**INSTRUCTIONS FOR THE TASK:** Your task is to copy the lines of the data below from the line holding "positive clicks: (78, 197)" through the line holding "positive clicks: (0, 136) (92, 166)", inclusive, exactly and with nothing added.

[Segmentation mask data]
☆ ☆ ☆
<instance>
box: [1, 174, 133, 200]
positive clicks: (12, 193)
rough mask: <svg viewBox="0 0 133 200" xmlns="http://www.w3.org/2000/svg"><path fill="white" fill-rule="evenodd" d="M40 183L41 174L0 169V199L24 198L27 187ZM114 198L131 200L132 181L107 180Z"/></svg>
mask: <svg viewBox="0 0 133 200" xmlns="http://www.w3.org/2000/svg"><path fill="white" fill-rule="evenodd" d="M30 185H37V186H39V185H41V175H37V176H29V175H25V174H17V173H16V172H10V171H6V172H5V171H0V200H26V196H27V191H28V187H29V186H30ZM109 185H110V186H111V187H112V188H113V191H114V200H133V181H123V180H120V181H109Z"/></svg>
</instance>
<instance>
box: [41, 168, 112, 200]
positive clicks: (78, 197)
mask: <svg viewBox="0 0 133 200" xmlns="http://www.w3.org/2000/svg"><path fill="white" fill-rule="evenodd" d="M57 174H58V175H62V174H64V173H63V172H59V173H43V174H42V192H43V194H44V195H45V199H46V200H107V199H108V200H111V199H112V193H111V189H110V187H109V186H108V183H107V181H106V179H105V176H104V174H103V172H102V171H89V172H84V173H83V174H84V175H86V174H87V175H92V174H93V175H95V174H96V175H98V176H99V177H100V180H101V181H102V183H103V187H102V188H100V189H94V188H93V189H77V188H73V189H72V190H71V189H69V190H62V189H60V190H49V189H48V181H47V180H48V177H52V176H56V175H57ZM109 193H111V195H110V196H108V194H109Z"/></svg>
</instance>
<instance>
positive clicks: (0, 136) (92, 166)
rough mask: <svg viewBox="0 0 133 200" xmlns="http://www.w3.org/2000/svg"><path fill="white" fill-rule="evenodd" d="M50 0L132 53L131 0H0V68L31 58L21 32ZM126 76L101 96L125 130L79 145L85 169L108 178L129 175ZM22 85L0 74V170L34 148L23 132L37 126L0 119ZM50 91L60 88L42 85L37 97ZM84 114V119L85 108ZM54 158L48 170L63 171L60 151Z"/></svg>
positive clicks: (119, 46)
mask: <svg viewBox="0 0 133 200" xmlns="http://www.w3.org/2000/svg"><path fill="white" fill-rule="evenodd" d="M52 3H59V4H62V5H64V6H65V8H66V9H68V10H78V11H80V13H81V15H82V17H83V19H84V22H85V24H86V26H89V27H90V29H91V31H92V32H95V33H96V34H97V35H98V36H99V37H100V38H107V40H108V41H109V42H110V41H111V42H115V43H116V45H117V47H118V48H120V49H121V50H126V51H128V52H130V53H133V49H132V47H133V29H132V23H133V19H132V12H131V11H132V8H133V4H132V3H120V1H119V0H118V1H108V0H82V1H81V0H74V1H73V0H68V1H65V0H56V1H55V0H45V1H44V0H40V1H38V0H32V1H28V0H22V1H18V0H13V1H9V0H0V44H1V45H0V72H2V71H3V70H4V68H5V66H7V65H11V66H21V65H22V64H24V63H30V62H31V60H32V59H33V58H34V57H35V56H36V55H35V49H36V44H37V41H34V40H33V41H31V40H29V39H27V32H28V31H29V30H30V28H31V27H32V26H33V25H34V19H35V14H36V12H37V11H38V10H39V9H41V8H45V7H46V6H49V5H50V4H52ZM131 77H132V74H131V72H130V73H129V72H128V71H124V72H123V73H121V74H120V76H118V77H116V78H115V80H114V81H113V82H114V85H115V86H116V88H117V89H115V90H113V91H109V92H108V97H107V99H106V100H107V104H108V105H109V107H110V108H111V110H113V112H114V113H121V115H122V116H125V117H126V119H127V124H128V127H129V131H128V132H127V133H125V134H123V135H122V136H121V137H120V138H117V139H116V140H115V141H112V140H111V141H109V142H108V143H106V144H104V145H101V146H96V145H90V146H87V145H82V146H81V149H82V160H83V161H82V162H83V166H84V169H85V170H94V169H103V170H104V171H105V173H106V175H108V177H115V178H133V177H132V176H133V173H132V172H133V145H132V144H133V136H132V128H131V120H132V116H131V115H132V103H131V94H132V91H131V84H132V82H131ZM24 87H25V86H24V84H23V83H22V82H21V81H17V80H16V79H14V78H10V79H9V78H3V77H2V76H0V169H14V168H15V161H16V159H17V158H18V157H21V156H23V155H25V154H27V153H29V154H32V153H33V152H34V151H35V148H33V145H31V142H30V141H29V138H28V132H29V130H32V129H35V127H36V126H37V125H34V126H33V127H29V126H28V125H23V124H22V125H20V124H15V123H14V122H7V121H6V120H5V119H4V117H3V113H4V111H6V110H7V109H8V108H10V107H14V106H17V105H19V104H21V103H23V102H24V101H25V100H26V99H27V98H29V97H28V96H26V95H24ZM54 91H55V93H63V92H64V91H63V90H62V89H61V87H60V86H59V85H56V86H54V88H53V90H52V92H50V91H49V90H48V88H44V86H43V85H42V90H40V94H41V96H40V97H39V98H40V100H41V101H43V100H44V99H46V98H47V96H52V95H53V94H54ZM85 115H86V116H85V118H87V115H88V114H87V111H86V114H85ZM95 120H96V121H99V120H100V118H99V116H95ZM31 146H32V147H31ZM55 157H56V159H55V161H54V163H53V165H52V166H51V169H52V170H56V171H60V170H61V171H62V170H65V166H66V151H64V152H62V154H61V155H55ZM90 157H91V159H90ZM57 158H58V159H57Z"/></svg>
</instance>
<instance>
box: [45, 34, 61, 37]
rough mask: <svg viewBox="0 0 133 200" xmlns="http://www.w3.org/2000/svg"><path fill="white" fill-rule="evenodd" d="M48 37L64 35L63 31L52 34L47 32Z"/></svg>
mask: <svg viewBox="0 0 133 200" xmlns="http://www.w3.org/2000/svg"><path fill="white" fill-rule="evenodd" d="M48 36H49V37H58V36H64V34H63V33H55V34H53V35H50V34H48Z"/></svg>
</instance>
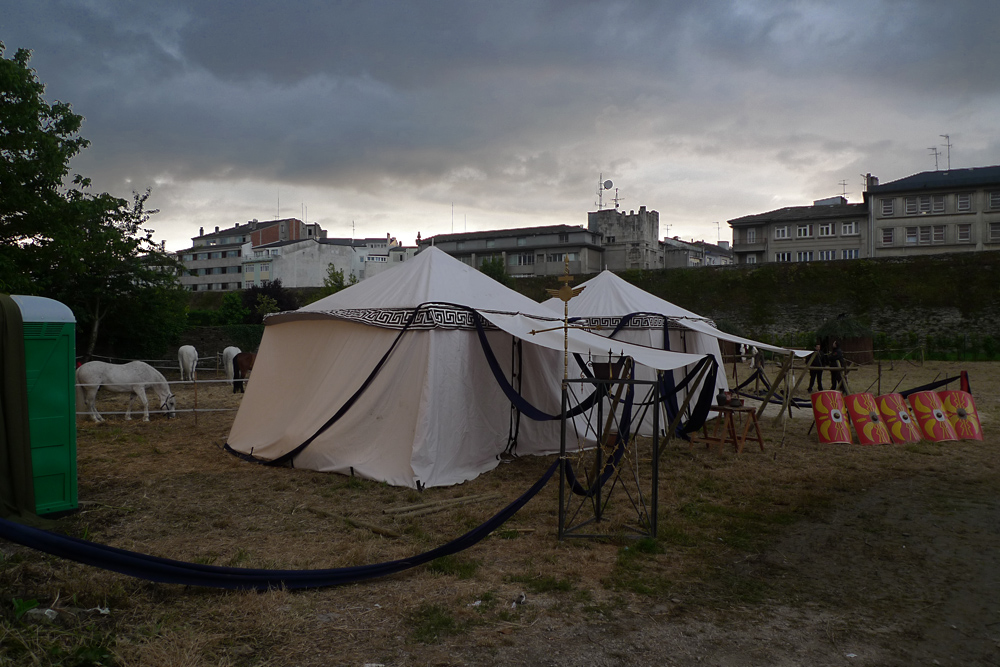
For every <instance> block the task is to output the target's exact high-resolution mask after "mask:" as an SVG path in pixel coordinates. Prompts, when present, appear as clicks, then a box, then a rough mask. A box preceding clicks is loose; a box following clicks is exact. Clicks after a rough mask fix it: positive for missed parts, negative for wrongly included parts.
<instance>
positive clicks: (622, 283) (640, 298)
☆ ☆ ☆
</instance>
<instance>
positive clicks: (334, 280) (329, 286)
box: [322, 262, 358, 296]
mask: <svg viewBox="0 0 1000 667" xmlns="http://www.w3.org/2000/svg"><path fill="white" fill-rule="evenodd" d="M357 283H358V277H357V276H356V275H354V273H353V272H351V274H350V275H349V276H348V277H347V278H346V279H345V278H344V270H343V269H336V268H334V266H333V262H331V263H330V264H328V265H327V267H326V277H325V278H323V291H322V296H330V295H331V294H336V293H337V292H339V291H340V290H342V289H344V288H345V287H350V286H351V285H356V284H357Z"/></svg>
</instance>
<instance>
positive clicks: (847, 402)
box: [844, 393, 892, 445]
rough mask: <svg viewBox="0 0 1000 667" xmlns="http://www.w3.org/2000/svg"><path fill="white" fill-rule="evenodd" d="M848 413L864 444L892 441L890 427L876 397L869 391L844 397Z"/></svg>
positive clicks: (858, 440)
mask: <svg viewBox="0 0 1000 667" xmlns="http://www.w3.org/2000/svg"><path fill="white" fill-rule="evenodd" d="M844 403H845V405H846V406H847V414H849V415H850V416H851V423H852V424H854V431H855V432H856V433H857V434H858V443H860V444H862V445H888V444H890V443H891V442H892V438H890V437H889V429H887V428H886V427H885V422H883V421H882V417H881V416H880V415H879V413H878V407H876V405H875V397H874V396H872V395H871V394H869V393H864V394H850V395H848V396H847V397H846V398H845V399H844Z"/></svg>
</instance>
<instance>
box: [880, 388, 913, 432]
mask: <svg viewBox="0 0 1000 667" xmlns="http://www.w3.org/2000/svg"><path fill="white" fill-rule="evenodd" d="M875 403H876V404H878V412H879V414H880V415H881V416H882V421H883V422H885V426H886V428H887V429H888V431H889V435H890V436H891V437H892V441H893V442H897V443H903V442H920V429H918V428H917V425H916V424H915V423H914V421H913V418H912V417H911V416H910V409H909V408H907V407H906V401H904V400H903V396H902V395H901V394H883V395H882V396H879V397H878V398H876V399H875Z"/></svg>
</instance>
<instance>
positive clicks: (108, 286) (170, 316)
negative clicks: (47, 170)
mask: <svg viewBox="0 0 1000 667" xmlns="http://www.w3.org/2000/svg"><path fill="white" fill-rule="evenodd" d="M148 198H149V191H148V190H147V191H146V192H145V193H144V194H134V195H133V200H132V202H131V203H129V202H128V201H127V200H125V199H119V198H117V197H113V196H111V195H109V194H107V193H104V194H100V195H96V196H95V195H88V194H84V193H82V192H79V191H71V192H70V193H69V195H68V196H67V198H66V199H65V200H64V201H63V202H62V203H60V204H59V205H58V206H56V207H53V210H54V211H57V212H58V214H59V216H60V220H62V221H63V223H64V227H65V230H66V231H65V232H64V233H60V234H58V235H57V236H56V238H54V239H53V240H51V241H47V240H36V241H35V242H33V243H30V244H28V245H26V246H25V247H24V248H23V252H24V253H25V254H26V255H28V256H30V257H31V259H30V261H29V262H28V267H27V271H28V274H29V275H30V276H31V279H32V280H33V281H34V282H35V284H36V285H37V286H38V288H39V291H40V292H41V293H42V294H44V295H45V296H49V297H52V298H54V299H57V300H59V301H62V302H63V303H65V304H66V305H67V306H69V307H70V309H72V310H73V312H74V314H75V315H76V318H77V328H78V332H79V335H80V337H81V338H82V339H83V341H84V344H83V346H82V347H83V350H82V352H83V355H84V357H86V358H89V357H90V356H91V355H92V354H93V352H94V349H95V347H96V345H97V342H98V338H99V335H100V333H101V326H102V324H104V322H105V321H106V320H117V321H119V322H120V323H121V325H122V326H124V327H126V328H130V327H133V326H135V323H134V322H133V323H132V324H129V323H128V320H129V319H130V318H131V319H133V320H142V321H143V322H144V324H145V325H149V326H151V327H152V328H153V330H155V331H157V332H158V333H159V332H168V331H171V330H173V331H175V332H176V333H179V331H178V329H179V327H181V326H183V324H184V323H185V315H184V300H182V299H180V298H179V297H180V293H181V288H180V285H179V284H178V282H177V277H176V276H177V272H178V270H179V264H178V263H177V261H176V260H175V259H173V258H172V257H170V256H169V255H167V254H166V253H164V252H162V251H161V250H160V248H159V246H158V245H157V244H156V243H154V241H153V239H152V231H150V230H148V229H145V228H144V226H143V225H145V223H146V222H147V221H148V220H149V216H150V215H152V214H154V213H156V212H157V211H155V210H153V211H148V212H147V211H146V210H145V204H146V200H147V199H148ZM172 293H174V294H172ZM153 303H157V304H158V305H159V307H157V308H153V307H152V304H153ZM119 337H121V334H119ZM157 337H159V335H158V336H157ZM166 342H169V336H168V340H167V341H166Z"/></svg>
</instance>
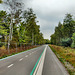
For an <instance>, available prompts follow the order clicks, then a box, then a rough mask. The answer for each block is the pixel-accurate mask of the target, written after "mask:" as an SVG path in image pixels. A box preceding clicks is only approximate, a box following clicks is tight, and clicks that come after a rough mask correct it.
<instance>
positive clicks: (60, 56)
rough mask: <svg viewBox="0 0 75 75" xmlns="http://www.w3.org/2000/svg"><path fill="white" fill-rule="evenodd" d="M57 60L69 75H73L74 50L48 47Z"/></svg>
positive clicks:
☆ ☆ ☆
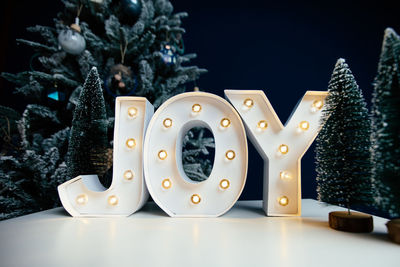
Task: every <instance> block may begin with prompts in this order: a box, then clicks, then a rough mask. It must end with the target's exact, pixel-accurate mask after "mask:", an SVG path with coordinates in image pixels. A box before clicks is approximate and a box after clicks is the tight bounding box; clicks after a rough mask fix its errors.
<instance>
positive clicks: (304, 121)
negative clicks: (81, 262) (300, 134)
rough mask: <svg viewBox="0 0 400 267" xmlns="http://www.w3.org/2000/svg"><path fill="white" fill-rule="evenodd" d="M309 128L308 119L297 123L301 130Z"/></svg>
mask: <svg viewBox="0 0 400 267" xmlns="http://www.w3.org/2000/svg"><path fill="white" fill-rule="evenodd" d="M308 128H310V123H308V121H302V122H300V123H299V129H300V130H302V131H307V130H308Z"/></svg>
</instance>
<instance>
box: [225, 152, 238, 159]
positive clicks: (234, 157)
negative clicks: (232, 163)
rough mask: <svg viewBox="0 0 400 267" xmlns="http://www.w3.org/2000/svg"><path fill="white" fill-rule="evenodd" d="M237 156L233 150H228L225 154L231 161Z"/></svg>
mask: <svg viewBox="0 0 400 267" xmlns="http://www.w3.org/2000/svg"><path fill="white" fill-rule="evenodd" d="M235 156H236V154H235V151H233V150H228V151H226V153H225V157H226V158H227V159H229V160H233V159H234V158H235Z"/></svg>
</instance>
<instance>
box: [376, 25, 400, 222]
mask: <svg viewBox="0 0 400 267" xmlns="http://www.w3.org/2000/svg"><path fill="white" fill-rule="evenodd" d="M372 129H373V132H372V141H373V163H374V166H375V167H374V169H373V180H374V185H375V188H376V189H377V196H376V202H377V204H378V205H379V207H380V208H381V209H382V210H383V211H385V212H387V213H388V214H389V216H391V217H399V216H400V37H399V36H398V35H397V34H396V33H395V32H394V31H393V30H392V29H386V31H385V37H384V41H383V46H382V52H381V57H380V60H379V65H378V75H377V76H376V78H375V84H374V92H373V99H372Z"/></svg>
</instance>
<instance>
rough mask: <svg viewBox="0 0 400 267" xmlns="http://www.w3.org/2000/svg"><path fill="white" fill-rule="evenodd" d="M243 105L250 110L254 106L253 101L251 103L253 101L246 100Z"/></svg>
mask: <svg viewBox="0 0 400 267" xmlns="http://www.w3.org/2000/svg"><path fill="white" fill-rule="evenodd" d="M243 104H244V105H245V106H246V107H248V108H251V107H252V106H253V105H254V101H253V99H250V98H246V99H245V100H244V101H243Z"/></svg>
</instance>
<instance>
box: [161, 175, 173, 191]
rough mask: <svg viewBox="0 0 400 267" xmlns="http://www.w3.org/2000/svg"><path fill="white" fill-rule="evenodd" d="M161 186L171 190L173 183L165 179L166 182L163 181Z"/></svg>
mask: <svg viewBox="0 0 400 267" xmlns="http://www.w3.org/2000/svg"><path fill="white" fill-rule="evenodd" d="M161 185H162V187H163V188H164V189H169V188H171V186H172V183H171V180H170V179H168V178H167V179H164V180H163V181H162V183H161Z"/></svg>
☆ ☆ ☆
**TASK SOLUTION:**
positive clicks: (78, 197)
mask: <svg viewBox="0 0 133 200" xmlns="http://www.w3.org/2000/svg"><path fill="white" fill-rule="evenodd" d="M57 174H58V175H62V174H64V173H63V172H59V173H43V174H42V192H43V194H44V195H45V199H46V200H107V199H108V200H111V199H112V193H111V189H110V187H109V186H108V183H107V181H106V179H105V176H104V174H103V172H102V171H89V172H84V173H83V174H84V175H86V174H87V175H92V174H93V175H95V174H96V175H98V176H99V177H100V180H101V181H102V183H103V187H102V188H100V189H94V188H93V189H77V188H73V189H72V190H71V189H69V190H62V189H60V190H49V189H48V181H47V180H48V177H52V176H56V175H57ZM109 193H111V195H110V196H108V194H109Z"/></svg>
</instance>
<instance>
positive clicks: (0, 136) (92, 166)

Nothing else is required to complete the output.